## Start

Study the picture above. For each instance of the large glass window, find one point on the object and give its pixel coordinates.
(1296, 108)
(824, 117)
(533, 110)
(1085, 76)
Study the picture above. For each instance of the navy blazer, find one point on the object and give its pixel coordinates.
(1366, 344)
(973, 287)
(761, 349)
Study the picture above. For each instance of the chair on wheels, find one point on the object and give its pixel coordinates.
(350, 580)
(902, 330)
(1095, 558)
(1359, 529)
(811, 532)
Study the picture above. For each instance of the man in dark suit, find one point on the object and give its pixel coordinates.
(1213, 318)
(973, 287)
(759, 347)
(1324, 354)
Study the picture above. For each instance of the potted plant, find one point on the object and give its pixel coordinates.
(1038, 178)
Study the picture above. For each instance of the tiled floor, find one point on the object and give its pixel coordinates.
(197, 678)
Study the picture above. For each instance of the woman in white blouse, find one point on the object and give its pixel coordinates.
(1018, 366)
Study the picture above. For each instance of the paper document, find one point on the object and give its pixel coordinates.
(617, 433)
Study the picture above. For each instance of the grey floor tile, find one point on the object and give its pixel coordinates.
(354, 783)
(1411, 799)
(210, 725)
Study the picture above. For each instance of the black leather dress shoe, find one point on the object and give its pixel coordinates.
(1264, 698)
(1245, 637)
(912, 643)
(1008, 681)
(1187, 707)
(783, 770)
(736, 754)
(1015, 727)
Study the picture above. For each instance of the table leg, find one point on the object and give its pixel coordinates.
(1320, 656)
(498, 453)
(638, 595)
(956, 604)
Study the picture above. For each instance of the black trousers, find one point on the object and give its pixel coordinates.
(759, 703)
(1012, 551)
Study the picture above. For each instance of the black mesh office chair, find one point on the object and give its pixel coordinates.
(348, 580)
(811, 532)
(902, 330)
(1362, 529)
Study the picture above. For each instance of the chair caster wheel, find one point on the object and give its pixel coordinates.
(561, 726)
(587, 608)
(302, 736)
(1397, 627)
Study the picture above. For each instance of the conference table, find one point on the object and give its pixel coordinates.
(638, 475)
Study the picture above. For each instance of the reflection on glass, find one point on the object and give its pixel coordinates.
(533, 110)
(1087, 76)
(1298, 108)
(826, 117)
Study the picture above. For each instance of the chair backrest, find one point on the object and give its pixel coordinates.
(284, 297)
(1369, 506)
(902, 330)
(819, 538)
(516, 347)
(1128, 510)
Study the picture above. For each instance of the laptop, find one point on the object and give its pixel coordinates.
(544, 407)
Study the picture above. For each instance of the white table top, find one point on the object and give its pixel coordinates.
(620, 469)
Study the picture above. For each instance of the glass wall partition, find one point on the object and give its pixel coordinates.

## End

Rescale the listing lines starting at "Study the picture above. For each instance of the black mesh" and ending at "(1397, 627)", both included. Reproduce every line, requests unchanged, and multiply each pixel coordinate in the answers by 1.9, rounding to whole numbers with halves going up.

Study the picture above. For each instance of the black mesh office chair, find one point on the object and give its pixel coordinates.
(661, 1102)
(1541, 1011)
(1714, 627)
(2588, 1005)
Study the picture above. For each instance of the chair caster wheel, find one point on the object and give its pixel coordinates.
(1066, 1379)
(1115, 1155)
(574, 1398)
(2654, 1191)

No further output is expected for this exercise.